Set exercise
Revise the items from the start through the line with "433,438 -> 456,467", changing "seated guest" to "sitting guest" and leaving everything else as it is.

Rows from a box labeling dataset
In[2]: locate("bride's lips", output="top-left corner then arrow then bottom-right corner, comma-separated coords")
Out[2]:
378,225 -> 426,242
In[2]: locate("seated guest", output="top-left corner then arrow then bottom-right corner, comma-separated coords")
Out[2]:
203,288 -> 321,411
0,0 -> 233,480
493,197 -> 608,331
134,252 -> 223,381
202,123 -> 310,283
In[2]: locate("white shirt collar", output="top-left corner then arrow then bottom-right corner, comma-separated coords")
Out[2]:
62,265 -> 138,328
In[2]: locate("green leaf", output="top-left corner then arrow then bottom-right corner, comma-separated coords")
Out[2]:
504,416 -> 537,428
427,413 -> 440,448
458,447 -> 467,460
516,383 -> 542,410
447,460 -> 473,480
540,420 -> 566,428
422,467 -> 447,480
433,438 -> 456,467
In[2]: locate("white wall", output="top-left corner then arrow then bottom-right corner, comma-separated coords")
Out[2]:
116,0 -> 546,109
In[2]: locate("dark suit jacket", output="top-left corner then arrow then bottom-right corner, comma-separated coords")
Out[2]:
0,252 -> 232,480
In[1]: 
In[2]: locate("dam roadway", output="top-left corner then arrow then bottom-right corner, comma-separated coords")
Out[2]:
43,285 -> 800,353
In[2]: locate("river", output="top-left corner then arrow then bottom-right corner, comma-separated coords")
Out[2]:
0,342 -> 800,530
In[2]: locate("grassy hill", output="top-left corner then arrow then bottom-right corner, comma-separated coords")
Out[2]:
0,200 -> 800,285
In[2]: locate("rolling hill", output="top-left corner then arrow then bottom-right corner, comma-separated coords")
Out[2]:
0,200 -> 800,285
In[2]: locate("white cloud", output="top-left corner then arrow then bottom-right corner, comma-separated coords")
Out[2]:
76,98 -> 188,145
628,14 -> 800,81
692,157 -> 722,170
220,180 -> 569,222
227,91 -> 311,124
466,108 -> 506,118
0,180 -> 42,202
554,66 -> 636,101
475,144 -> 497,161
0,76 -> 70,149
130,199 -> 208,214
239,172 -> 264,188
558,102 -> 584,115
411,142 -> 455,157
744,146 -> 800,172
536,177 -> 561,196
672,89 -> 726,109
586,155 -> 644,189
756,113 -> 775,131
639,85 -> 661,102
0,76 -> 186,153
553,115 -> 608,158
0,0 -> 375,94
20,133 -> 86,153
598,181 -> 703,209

Solution to this exercise
In[2]: locate("bride's lips", output="top-left corner then arrow then bottom-right corner, comma-separated coords")
Out[2]:
378,225 -> 426,242
In[2]: locate("sitting guest", output="top-left corner then arrow then bottom-right corner, comma-separated coords")
Out[2]:
203,288 -> 321,411
0,0 -> 233,480
493,197 -> 608,331
134,252 -> 223,381
202,123 -> 310,283
In[2]: locate("white shirt collar", output="top-left corner then arrow then bottom-right corner, comma-separated coords")
Out[2]:
62,265 -> 138,328
In[2]: locate("green leaf", output="top-left corner then arrow then bottom-right corner, comma-separated coords")
Out[2]:
504,416 -> 537,428
427,413 -> 440,448
458,447 -> 467,460
516,383 -> 542,410
447,460 -> 473,480
540,420 -> 566,428
422,467 -> 447,480
433,438 -> 456,467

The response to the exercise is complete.